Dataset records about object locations
/---
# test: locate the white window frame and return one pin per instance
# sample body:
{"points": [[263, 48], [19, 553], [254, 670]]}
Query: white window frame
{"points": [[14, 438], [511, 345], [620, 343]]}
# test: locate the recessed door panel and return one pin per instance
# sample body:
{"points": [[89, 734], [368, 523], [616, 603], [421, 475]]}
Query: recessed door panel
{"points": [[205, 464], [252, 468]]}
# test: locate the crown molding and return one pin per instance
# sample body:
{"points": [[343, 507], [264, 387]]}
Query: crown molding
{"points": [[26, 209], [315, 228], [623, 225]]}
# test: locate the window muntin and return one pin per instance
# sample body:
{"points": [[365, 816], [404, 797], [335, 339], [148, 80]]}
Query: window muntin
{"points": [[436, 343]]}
\---
Short task | Repeat all of the entries exactly.

Result for this exercise |
# test: locate the white window frame and return one pin per instance
# sample body:
{"points": [[263, 48], [19, 553], [254, 670]]}
Query: white window frame
{"points": [[14, 438], [511, 345], [620, 343]]}
# test: locate the recessed door panel and return one pin per instance
# sample body:
{"points": [[89, 734], [368, 523], [616, 603], [421, 475]]}
Query: recessed door panel
{"points": [[205, 464], [252, 468]]}
# test: locate the crown molding and return one pin per instance
# sample body:
{"points": [[343, 507], [264, 387]]}
Query: crown molding
{"points": [[26, 209], [315, 228], [623, 225]]}
# test: locate the window muntin and return one pin per instance
# sample body:
{"points": [[365, 816], [404, 797], [335, 339], [148, 80]]}
Query: window muntin
{"points": [[436, 343]]}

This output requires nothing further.